- Passage shown -

With the US withdrawal from Afghanistan, there is a possibility of Pakistan using Taliban fighters in Kashmir to keep the pot boiling. As per the intelligence sources, Afghan jihadis have been spotted in Kashmir. Large-scale infiltration in the recent past indicates that Pakistan once again will rely more on better trained and resilient foreign terrorists from Punjab and KP region. Turkey's particular interest in Kashmir witnessed in its advocacy on Article 370 issue and support for Pakistan in FATF raises alarm bells. Erdogan's project is much bigger than Kashmir, which the author has explained in detail in an article written for Haaretz. However, the release of several Islamic State fighters during the recent Turkish raid in Kurdish areas of Syria raises the possibility of diverting some of them towards Kashmir also. Though it sounds a bit far-fetched, people are already talking of Turkey sending Islamic State fighters in Kashmir.

- Aim 1 -
Tally the lines of the records that contain the string "query", with case counting. Give only the number.

- Exercise inputs -
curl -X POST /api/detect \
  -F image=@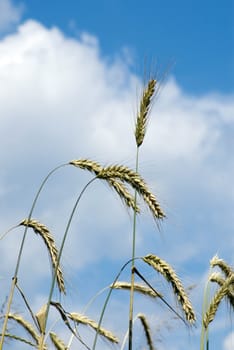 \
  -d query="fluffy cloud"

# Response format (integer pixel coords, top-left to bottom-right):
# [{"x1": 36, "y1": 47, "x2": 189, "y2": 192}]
[{"x1": 0, "y1": 20, "x2": 234, "y2": 350}]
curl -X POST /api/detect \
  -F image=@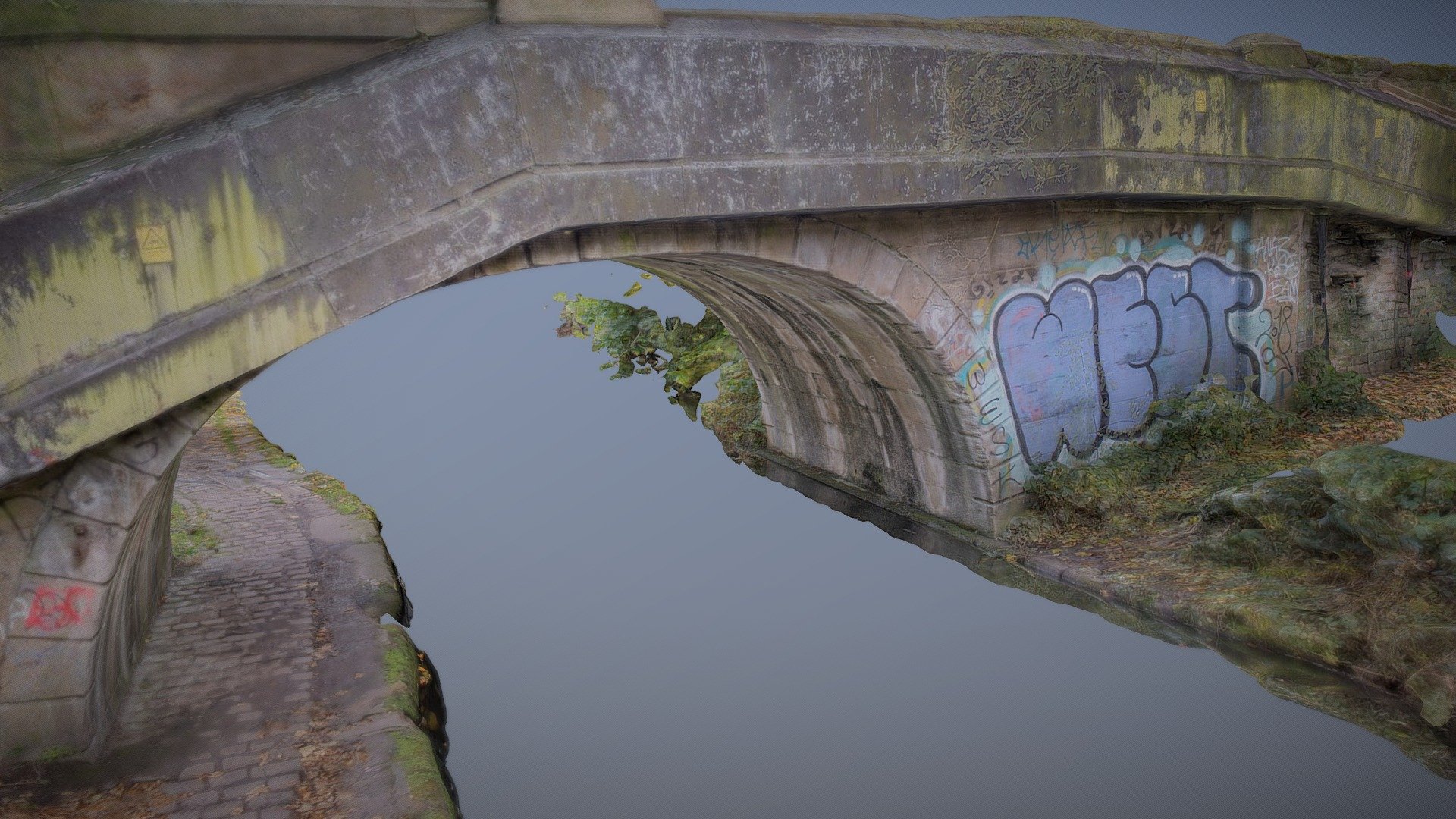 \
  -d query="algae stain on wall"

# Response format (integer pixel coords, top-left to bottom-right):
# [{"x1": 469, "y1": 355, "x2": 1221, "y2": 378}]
[{"x1": 0, "y1": 174, "x2": 285, "y2": 388}]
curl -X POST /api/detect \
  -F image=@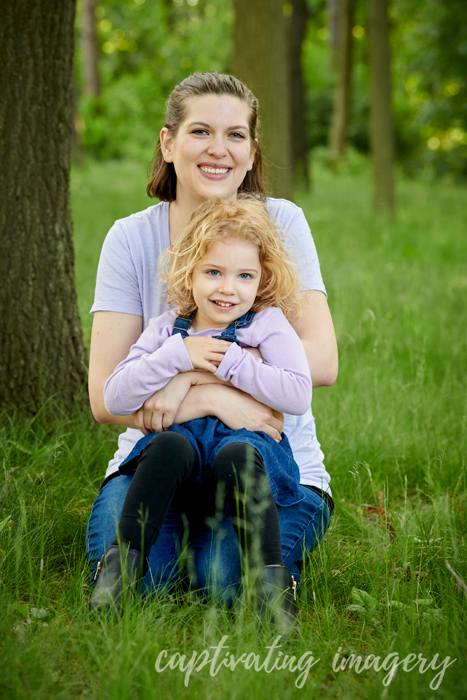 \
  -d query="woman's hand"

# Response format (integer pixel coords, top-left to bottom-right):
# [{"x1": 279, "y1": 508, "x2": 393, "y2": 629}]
[
  {"x1": 135, "y1": 372, "x2": 194, "y2": 435},
  {"x1": 183, "y1": 335, "x2": 230, "y2": 373},
  {"x1": 211, "y1": 385, "x2": 284, "y2": 442}
]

- Aim 2 -
Decide whether each statement agrees with the passage on Kashmir, answering yes or no and quoting the deciding words from it. (a) Intelligence sources report that Afghan jihadis have been seen in Kashmir. (b) The passage treats the idea of Turkey sending Islamic State fighters to Kashmir as fully certain. (c) The author wrote an article for Haaretz that covers Erdogan's project.

- Exercise output 1 -
3

- Exercise output 2 -
(a) Yes: "As per the intelligence sources, Afghan jihadis have been spotted in Kashmir."
(b) No: "Though it sounds a bit far-fetched"
(c) Yes: "which the author has explained in detail in an article written for Haaretz"